Exercise material:
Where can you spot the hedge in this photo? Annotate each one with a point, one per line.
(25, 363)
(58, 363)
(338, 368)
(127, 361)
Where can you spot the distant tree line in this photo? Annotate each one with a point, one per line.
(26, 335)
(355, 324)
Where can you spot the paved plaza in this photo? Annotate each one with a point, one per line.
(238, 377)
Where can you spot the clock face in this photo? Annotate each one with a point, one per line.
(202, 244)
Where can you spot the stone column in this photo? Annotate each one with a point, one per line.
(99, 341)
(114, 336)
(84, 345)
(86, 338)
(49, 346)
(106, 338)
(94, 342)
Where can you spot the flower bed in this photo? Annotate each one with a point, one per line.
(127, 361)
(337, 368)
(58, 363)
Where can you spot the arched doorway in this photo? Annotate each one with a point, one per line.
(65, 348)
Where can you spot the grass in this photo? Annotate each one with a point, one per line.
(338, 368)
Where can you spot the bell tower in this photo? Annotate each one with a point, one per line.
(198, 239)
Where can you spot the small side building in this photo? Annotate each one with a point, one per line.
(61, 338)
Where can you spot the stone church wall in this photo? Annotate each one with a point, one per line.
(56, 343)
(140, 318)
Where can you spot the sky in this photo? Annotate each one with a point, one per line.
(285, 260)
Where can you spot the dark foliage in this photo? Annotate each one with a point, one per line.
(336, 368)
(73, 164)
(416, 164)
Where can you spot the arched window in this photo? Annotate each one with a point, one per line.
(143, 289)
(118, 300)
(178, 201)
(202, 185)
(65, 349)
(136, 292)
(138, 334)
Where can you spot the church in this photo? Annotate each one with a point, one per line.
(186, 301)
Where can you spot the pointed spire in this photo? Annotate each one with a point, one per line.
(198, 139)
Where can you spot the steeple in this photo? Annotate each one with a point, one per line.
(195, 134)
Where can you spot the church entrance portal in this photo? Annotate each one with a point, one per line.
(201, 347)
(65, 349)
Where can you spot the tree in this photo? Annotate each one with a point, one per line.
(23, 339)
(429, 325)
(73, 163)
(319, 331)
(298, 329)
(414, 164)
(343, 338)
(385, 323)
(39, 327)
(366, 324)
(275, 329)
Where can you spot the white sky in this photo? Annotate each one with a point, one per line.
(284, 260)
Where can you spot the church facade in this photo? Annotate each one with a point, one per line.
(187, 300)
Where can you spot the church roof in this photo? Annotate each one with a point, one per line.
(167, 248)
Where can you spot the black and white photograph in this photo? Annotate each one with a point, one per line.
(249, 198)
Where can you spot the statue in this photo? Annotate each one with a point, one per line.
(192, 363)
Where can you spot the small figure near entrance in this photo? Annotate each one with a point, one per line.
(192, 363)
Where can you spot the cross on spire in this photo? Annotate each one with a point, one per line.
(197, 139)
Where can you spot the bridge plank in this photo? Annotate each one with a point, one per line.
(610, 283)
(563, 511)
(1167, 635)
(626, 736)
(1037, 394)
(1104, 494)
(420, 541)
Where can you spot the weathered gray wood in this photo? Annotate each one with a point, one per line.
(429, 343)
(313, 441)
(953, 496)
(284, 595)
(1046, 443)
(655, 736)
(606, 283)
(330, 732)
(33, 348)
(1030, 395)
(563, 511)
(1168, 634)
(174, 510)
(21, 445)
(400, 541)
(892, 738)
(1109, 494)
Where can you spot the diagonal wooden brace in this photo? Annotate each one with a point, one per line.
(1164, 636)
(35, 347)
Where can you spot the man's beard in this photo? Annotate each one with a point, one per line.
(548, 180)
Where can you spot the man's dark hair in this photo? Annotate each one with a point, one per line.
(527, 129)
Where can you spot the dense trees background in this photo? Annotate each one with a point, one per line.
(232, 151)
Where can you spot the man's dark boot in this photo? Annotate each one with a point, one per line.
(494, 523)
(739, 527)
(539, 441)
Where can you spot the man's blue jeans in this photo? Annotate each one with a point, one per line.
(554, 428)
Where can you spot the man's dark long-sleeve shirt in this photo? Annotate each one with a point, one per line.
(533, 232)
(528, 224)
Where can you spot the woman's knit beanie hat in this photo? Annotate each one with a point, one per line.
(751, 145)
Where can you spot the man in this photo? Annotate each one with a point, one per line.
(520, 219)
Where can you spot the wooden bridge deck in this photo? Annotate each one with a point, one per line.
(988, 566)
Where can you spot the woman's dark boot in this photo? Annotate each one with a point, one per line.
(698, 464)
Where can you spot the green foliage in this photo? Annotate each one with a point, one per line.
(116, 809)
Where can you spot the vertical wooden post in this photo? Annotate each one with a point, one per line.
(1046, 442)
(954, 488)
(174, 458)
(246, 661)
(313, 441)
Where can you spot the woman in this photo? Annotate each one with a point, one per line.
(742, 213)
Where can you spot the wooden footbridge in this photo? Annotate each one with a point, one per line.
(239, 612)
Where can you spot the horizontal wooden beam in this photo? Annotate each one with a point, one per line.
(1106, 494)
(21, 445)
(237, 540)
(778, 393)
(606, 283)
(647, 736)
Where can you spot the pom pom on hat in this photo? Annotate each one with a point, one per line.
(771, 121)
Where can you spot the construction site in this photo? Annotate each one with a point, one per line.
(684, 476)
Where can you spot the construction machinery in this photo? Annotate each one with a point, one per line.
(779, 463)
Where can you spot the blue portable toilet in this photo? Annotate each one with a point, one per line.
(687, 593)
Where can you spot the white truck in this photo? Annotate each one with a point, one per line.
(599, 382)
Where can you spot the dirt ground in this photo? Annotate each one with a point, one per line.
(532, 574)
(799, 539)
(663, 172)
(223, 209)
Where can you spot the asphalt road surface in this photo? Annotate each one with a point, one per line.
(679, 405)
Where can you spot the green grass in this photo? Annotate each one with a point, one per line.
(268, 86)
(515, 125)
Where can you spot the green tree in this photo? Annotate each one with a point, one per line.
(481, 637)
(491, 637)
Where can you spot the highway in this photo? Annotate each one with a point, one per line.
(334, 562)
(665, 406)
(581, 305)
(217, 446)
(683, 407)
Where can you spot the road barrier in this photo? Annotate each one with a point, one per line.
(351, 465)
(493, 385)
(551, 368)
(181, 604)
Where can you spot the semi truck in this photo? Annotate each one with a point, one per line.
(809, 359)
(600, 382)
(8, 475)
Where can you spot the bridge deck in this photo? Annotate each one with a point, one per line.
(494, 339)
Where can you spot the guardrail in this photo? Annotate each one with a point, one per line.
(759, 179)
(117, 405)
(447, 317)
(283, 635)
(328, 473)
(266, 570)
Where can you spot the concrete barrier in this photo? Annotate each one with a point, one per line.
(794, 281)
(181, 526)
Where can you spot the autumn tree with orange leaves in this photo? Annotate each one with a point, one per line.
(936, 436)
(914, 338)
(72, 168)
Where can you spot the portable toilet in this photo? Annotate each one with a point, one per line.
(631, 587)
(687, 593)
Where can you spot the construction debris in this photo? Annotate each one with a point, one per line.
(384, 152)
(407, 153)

Task: Your task is to retype all the records above with nothing left out.

Response to this exercise:
Where can you spot the hedge in this photo? Annotate each one with a point, one per line.
(25, 363)
(58, 363)
(338, 368)
(127, 361)
Where can you spot the distant tree line in this photo? Annotate each one with a point, one per line.
(26, 335)
(355, 324)
Where can you spot the paved plaza in this photo? Annotate each one with a point, one per line.
(238, 377)
Where can you spot the clock face in this photo? Annotate each one with a point, one per line.
(202, 244)
Where can you spot the stone column in this photo? Annotate each one with a point, one per line.
(99, 341)
(114, 336)
(84, 345)
(86, 338)
(49, 346)
(106, 338)
(94, 342)
Where can you spot the flower bed in this photo? Annotate each one with a point, one per line.
(127, 361)
(337, 368)
(58, 363)
Where can you spot the arched doorway in this photo? Annotate each one with a point, one per line.
(65, 348)
Where can you spot the grass in this photo? Annotate each one with a point, one per line.
(338, 368)
Where can you spot the bell tower in this photo? Annotate each one with a point, one per line.
(198, 239)
Where can you spot the small side building in this photo? Annotate each one with a point, one per line.
(61, 338)
Where can you spot the stone church wall in this photo? Annotate each one with a point, one per line.
(56, 343)
(140, 318)
Where can you spot the sky in this photo? Annotate each one with a point, one per line.
(285, 260)
Where can you spot the dark foliage in this photo? Annotate each one with a point, one per line.
(336, 368)
(73, 164)
(416, 164)
Where can you spot the arched window in this photo? Annotate each one with a point, one per line.
(143, 289)
(118, 300)
(178, 201)
(202, 185)
(65, 349)
(136, 292)
(138, 334)
Where can you spot the church in this photo? Annotate each one with a point, one per line.
(186, 301)
Where can you spot the pointed spire in this photo? Annotate each one with a point, one per line.
(198, 139)
Where can you spot the steeple in this photo? Annotate each one with a point, one per line.
(195, 134)
Where can you spot the church entrance portal in this photo? Annotate each one with a point, one per line.
(201, 347)
(65, 349)
Where can you spot the tree in this photo? Annotate each one with a point, one per line.
(23, 339)
(429, 325)
(73, 163)
(319, 331)
(298, 329)
(414, 164)
(343, 338)
(385, 323)
(39, 327)
(366, 324)
(275, 329)
Where can you spot the white sky in this photo? Annotate each one with a point, one per line.
(284, 260)
Where can you spot the church facade in this photo? Annotate each one with a point, one per line.
(187, 300)
Where can you spot the church roof in this photo? Annotate each one with a point, one per line.
(167, 248)
Where can you spot the black and white photograph in this photo? Annotate each one with a point, one per line.
(249, 198)
Where can you spot the statue in this photo? Annotate each one with a point, one per line.
(192, 363)
Where can you spot the small figure near entrance in this photo? Annotate each one with a point, one per line.
(192, 363)
Where can you spot the cross on spire in this photo? Annotate each one with a point, one per line.
(197, 139)
Where can you spot the bridge plank in this photo? Annotate each one with a point, one per line.
(610, 283)
(563, 511)
(1167, 635)
(626, 736)
(1037, 394)
(1104, 494)
(420, 541)
Where can you spot the weathered gray wood in this photo? Annotate each one with a point, one per line.
(429, 343)
(313, 441)
(953, 496)
(284, 595)
(1046, 443)
(655, 736)
(606, 283)
(330, 732)
(33, 348)
(1030, 395)
(563, 511)
(1168, 634)
(174, 510)
(21, 445)
(400, 541)
(892, 738)
(1109, 494)
Where can you spot the diagonal wooden brace in this photo? Annotate each one with a point, one per line.
(1164, 636)
(35, 347)
Where can you spot the man's beard in this photo? Annotate each one with a point, one per line.
(548, 180)
Where can you spot the man's dark hair in this photo? Annotate each one with a point, one per line.
(527, 129)
Where can you spot the dense trees background in this photo? Annotate each one with a point, one per line.
(232, 151)
Where can you spot the man's dark boot in this photo? Annotate each one with a point, one per line.
(494, 523)
(739, 527)
(539, 441)
Where can you spot the man's blue jeans in this photo? Annotate each one with a point, one per line.
(554, 428)
Where can you spot the man's dark long-sleeve shirt in this photo? Annotate each one with a point, one per line.
(533, 232)
(528, 224)
Where can you spot the woman's knit beanie hat in this photo? Annotate each one with a point, one per line.
(751, 145)
Where can you spot the man in this photo? Annotate each one with a point, one per line.
(520, 219)
Where can you spot the wooden bridge deck in this photo? Annotate each one with a point, one per line.
(988, 566)
Where can you spot the woman's dark boot in this photo? Annotate each one with a point, one per line.
(698, 464)
Where can you spot the green foliage in this photo? Annotate each one with a point, one per line.
(116, 809)
Where can you spot the vertical wooden post in this photo? Annotate each one with a point, one per line.
(1046, 442)
(954, 488)
(174, 458)
(246, 661)
(313, 441)
Where can you spot the woman in this photo? Annotate each one with a point, one per line.
(742, 213)
Where can you spot the wooden footbridge in this photo? Annotate each one with a point, one per line.
(239, 612)
Where can you spot the horizontal wooden beam in this photo? Annotate each one with a point, one per line.
(1106, 494)
(21, 445)
(237, 540)
(778, 393)
(606, 283)
(647, 736)
Where can you spot the pom pom on hat in this photo? Annotate each one with a point, one per line.
(771, 121)
Where can you spot the construction site in this photo? Annotate each one with a point, one per line.
(684, 476)
Where can you spot the construction machinery in this photo? Annotate each one with a point, one per line.
(779, 463)
Where can you spot the blue portable toilet in this photo? Annotate each one with a point, one per line.
(687, 593)
Where can you spot the white truck in this photo? Annotate each one with a point, one per line.
(599, 382)
Where can you spot the dirt ground in this photo? Annotate each one with a point, one per line.
(532, 574)
(799, 539)
(663, 172)
(223, 209)
Where can you spot the asphalt road surface in this photo? Annotate each one with a point, one per line.
(679, 405)
Where can you spot the green grass in this photo? Annotate each one with a point, one per line.
(268, 86)
(515, 125)
Where can you spot the green tree in this photo? Annotate each one with a point, one per line.
(481, 637)
(491, 637)
Where can you spot the highway in this photo? Annotate each one with a point, one per line.
(334, 562)
(665, 406)
(581, 305)
(217, 446)
(683, 407)
Where can you spot the road barrier in this photo? Annotate each one with a point, one per line.
(351, 465)
(493, 385)
(551, 368)
(181, 604)
Where can you spot the semi truck in this photo? Annotate each one with a point, one per line.
(809, 359)
(600, 382)
(8, 475)
Where can you spot the bridge deck in this photo? Annotate each one with a point, one per line.
(494, 339)
Where can you spot the guardrail in this photo? Annotate each one with a point, one per line.
(759, 179)
(117, 405)
(447, 317)
(283, 635)
(328, 473)
(266, 570)
Where can you spot the concrete barrier in this photo? Annotate each one with a point, one per line.
(794, 281)
(181, 526)
Where can you spot the autumn tree with orange leaves in this photo? Annotate each one with a point, one per line.
(936, 436)
(914, 338)
(72, 168)
Where can you spot the portable toilet in this photo? Annotate each one with a point, one per line.
(631, 587)
(687, 593)
Where can you spot the construction debris in this photo? Annotate each one with a point, one per line.
(384, 152)
(407, 153)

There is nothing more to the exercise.